• _Письменное задание 1_
Через сколько времени удалось выйти на звонящий телефон, если верить тексту о лесе и зиме?
• _Письменное задание 2_
Продолжите текст о лесе и зиме, начав сразу после его последнего предложения.

• _Текст для чтения_
((

Я обожаю ходить в лес. Не только в лес мне необходима дикая природа. И если на протяжении полугода я до нее не добрался я болею. В лесу, на воде, под водой со мной что-то происходит на биологическом уровне я заряжаюсь, как батарейка, а голова начинает работать сама по себе, не отвлекаясь на окружающие глупости и звуки, и слышит только то, что ей надо слышать. Поэтому девушка в данном контексте была совершенно не обязательна просто так уж получилось.
Стояла пасмурная безветренная погода. Было прохладно и так тихо, как бывает тихо лишь в осеннем лесу: птицы уже не поют, комары не зудят, и шаги твои по опавшей листве звучат неестественно громко, а от звука падающего желудя вздрагиваешь, как от выстрела. Опят оказалось не так много, как я предполагал, и ушли мы довольно далеко. Девушка на поверку оказалась совсем не лесной породы, грибы собирать не умела, боялась заблудиться и при этом все время исчезала куда-то из поля зрения. В конце концов она потеряла свой дорогой красивый мобильник и очень расстроилась. Выходило, по ее предположениям, что случилось это далеко отсюда, когда она склонилась над каким-то мухомором. Надежды вернуться и найти именно это место не было никакой. И тогда я достал свой телефон и набрал ее номер. И где-то на самом краю земли, еле прорываясь сквозь вселенскую тишину осеннего леса, защебетал веселенький звоночек. Он доносился из таких далей, что поначалу направление определить было почти невозможно. Пришлось разделить окружающее нас пространство пополам, а потом еще пополам. Я шел на звук и молил бога, чтобы в звонящем телефоне не сдохла батарейка. Минут через пятнадцать я вышел прямо на него: он лежал, зарывшись в бурые листья, и из последних сил мигал зелененьким.
Вот удивительно: и дома, в котором я жил, уже давно нет, и девушка та бог знает где, а я до сих пор вспоминаю эту картину еле слышный далекий звонок телефона в осеннем лесу.
В зимнее время года
Я понял наконец, за что я так не люблю зиму. Просто я сам себе зимой не нравлюсь. Вернее, нравлюсь еще меньше, чем в теплое время года. Я начинаю отвратительно себя вести. Масса вещей вдруг становятся необязательными, что ли? Например, подарил друг-музыкант свою новую пластинку. И музыкант хороший, и пластинку хвалят, и летом я бы ее завел тут же весь в нетерпении, а вот лежит она у меня вторую неделю нераспечатанная. Возьму в руки и положу обратно на стол: не хочу. Да и стол рабочий давно надо бы разгрести: банки с краской, бумага, мусор какой-то работать не сядешь. Не хочу. Постоишь над ним, вздохнешь и пошел на кухню. Ничего не хочу.

))

• _Исходные данные_
((

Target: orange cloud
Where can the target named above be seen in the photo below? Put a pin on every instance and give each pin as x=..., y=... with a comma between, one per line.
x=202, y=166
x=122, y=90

))

• _Результат задания 1_
Примерно через пятнадцать минут.

• _Результат задания 2_
Отчасти дело, видимо, в коротком дне. Мало того, что он короткий, он еще и сокращается, и это особенно противно. Обычный дневной замах не умещается в это шестичасовое относительно светлое время суток, называемое по привычке днем. Только разогнался а уже стемнело. Все садись, пей. Чукчи думают, что человек произошел от медведя. У меня в предках явно был медведь. Может быть, шатун. Потому что впасть в полноценную спячку все-таки не получается среда не отпускает и не до конца позволяет физиология. Давняя неосуществленная мечта: выяснив у секретных метеослужб предполагаемую дату первого снега, накануне погрузиться в самолет с минимальным набором необходимого и улететь туда, где люди всю жизнь ходят в майках и шортах и снег этот видели только в американском фильме ужасов «Послезавтра». А домой можно вернуться в конце апреля, когда этот самый снег уже сошел, вокруг вовсю орут птицы и весна просто висит в воздухе. Как-нибудь обязательно попробую.
И вдруг! Какого-нибудь двадцать шестого декабря (еще и Новый год не наступил!) ты вдруг понимаешь, что день стал на минуту длиннее! Минута пустяк, но завтра добавится еще одна! А послезавтра еще! Делишки-то идут к весне! И все, оказывается такой ерунды вполне достаточно. Раскопал на столе пластинку, распечатал, послушал отличная пластинка! Разгреб стол, сел рисовать. Хорошо! А потом Новый год просвистит молниеносно, числа третьего выйдешь на улицу а все разъехались, каникулы. Дороги пустые. Сел в машину, едешь себе. Неважно куда. Просто хорошо. Едешь и думаешь: «Делишки идут к весне!»
Думаете, психика, да?
И снова о пьянстве
Вообще мне кажется, что эпоха эпического, былинного пьянства в нашей стране уходит в прошлое. Возможно, я ошибаюсь. Возможно, сужу только по тому, что вижу (хотя вижу немало). Возможно.
В тысяча девятьсот семьдесят третьем году в Пскове (мы, студенты архитектурного, проходили там практику по живописи) я видел незабываемую картину: город был поголовно пьян. Причем пьян не в смысле «выпимши», а в стельку на грани физического падения. Пьяны были мужчины, женщины, старики и старухи. Детей в поле зрения не наблюдалось. Это был день получки. При всем при этом никакой радости от выпитого в атмосфере не ощущалось в воздухе висела тяжелая тупая агрессия. Я чудом добрался до нашей общаги: раза три меня по дороге натурально могли убить просто за то, что трезвый.
В эти же годы случилась со мной история, заставившая впоследствии задуматься о мистической составляющей присутствия водки в нашей жизни. Летом мы небольшой компанией ходили в путешествие по Карелии до Петрозаводска на поезде, там на «Ракете» до Великой Губы, а дальше своим ходом. Места там были потрясающие нехоженые леса, озера с темной прозрачной водой, брошенные и вымершие сразу после революции деревни с огромными резными избами и деревянными церквами. Не думаю, что вся эта красота дожила до наших дней уже тогда эти избы рассыпались от прикосновения. Боюсь, сегодня там стоят коттеджи и охотничьи базы.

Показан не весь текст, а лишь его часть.